### GIVEN PROBLEM A
Answer these questions from the trust by-laws excerpt, each on its own line marked (i), (ii), (iii):
(i) In which city and state is the Trust's principal place of business?
(ii) What must happen to a written consent signed by all the Trustees for an action to be taken without a meeting?
(iii) How many votes does each share of beneficial interest carry?
### GIVEN PROBLEM B
Carry the trust by-laws excerpt forward from its final sentence, in the same formal style.

### SELECTED EXCERPT
-- START --

Subject to compliance with Section 15(c) of the Investment Company Act of 1940,
notice or waiver of notice need not specify the purpose of any special meeting.
      Section 6. Place of Meeting. Meetings of the Trustees shall be held at the
principal place of business of the Trust in Pittsburgh, Pennsylvania, or at such
place within or without the Commonwealth of Massachusetts as fixed from time to
time by resolution of the Trustees, or as the person or persons requesting said
meeting to be called may designate, but any meeting may adjourn to any other
place.
      Section 7. Telephonic Meeting. Subject to Compliance with Sections 15(c)
and 32(a) of the Investment Company Act of 1940, if it is impractical for the
Trustees to meet in person, the Trustees may meet by means of a telephone
conference circuit to which all Trustees are connected or of which all Trustees
shall have waived notice, which meeting shall be deemed to have been held at a
place designated by the Trustees at the meeting..
      Section 8. Special Action. When all the Trustees shall be present at any
meeting, however called, or whenever held, or shall assent to the holding of the
meeting without notice, or after the meeting shall sign a written assent thereto
on the record of such meeting, the acts of such meeting shall be valid as if
such meeting had been regularly held.
      Section 9. Action by Consent. Any action by the Trustees may be taken
without a meeting if a written consent thereto is signed by all the Trustees and
filed with the records of the Trustees' meetings. Such consent shall be treated
as a vote of the Trustees for all purposes.
      Section 10. Compensation of Trustees. The Trustees may receive a stated
salary for their services as Trustees, and by resolution of Trustees a fixed fee
and expenses of attendance may be allowed for attendance at each Meeting.
Nothing herein contained shall be construed to preclude any Trustee from serving
the Trust in any other capacity, as an officer, agent or otherwise, and
receiving compensation therefor.
                                   ARTICLE VI

                          SHARES OF BENEFICIAL INTEREST

      Section 1. Beneficial Interest. The beneficial interest in the Trust shall
at all times be divided into a unlimited number of shares of particular Series
or Classes, without par value. The shares of beneficial interest shall have one
vote per share on all matters relating to the respective Series or Class of
which such share is held, as appropriate, at any meeting of Shareholders and a
fractional vote for each fraction of a share.
      Section 2. Certificates. All certificates for shares shall be signed by
the Chairman, President or any Vice President and by the Treasurer or Secretary
or any Assistant Treasurer or Assistant Secretary and sealed with the seal of
the Trust. The signatures may be either manual or facsimile signatures and the
seal may be either facsimile or any other form of seal. Certificates for shares
for which the Trust has appointed an independent Transfer Agent and Registrar
shall not be valid unless countersigned by such Transfer Agent and registered by
such Registrar. In case any officer who has signed any certificate ceases to be
an officer of the Trust before the certificate is issued, the certificate may
nevertheless be issued by the Trust with the same effect as if the officer had
not ceased to be such officer as of the date of its issuance. Share certificates
of each Series or Class shall be in such form not inconsistent with law or the
Declaration of Trust or these By-Laws as may be determined by the Trustees.
      Section 2. Transfer of Shares. The shares of each Series and Class of the
Trust shall be transferable, so as to affect the rights of the Trust or any
Series or Class, only by transfer recorded on the books of the Trust or its
transfer agent, in person or by attorney.

-- END --

### DATA EXTRACT
-- START --

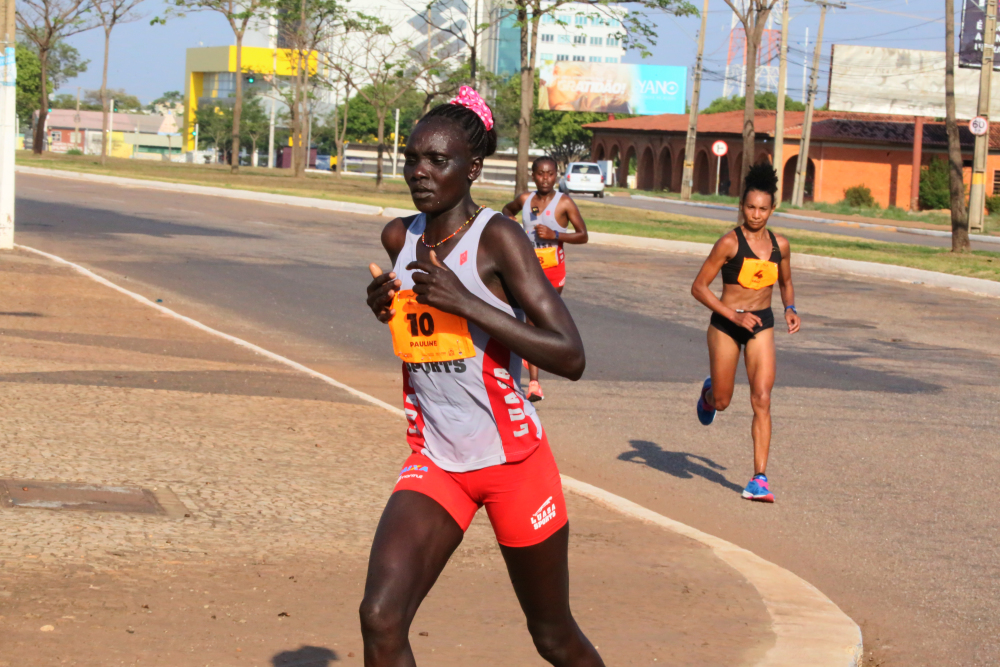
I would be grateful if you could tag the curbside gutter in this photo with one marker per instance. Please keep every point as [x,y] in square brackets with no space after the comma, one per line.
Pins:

-- END --

### WRITTEN REPLY A
(i) Pittsburgh, Pennsylvania.
(ii) It must be filed with the records of the Trustees' meetings.
(iii) One vote per share, plus a fractional vote for each fraction of a share.

### WRITTEN REPLY B
      Section 3. Equitable Interest Not Recognized. The Trust shall be entitled
to treat the holder of record of any share or shares of a Series or Class as the
absolute owner thereof and shall not be bound to recognize any equitable or
other claim or interest in such share or shares of a Series or Class on the part
of any other person except as may be otherwise expressly provided by law.
      Section 4. Lost, Destroyed or Mutilated Certificates. In case any
certificate for shares of any Series or Class is lost, mutilated or destroyed,
the Trustees may issue a new certificate in place thereof upon indemnity to the
relevant Series or Class against loss and upon such other terms and conditions
as the Trustees may deem advisable.
      Section 5. Transfer Agent and Registrar: Regulations. The Trustees shall
have power and authority to make all such rules and regulations as they may deem
expedient concerning the issuance, transfer and registration of certificates for
shares of each Series or Class and may appoint a Transfer Agent and/or Registrar
of certificates for such shares of each Series or Class, and may require all
such share certificates to bear the signature of such Transfer Agent and/or of
such Registrar.
                                   ARTICLE VII

                               INSPECTION OF BOOKS

      The Trustees shall from time to time determine whether and to what extent,
and at what times and places, and under what conditions and regulations the
accounts and books of the Trust maintained on behalf of each Series and Class or
any of them shall be open to the inspection of the Shareholders of any Series or
Class; and no Shareholder shall have any right to inspect any account or book or
document of the Trust except that, to the extent such account or book or
document relates to the Series or Class in which he is a Shareholder or the
Trust generally, such Shareholder shall have such right of inspection as
conferred by laws or authorized by the Trustees or by resolution of the
Shareholders of the Trust or of the relevant Series or Class, as the case may
be.
                                  ARTICLE VIII

                 AGREEMENTS, CHECKS, DRAFTS, ENDORSEMENTS, ETC.

      Section 1. Agreements, Etc. The Trustees or the Executive Committee may
authorize any Officer or Officers, or agent or agents of the Trust to enter into
any Agreement or execute and deliver any instrument in the name of the Trust on
behalf of any Series or Class, and such authority may be general or confined to
specific instances; and, unless so authorized by the Trustees or by the
Executive Committee or by these By-Laws, no Officer, agent or employee shall
have any power or authority to bind the Trust by any Agreement or engagement or
to pledge its credit or to render it liable pecuniarily for any purpose or for
any amount.
      Section 2. Checks, Drafts, Etc. All checks, drafts, or orders for the
payment of money, notes and other evidences of indebtedness shall be signed by
such Officer or Officers, employee or employees, or agent or agents, as shall
from time to time be designated by the Trustees or the Executive Committee, or
as may be specified in or pursuant to the agreement between the Trust on behalf
of any Series or Classes and the Bank or Trust Company appointed as custodian,
pursuant to the provisions of the Declaration of Trust.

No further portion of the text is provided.